--- BEGIN Material provided ---
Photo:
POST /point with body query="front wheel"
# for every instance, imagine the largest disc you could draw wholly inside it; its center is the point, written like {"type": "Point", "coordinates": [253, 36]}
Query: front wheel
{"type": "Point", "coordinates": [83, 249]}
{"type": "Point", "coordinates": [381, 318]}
--- END Material provided ---
--- BEGIN Material provided ---
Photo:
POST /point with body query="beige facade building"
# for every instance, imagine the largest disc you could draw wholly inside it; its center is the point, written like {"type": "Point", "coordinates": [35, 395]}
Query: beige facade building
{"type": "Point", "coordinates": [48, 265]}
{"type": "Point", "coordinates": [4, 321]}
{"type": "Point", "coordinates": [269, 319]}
--- END Material provided ---
◆ What you need to do ◆
Report each line of the data above that contains the word "could", treating uppercase and lowercase letters as distinct.

◆ Correct response ◆
# for every instance, imagine the largest disc you could draw wholly inside it; its center is the point, written like {"type": "Point", "coordinates": [253, 36]}
# for every instance, imagine the largest disc you could draw wholly inside it; its center is the point, written like {"type": "Point", "coordinates": [35, 395]}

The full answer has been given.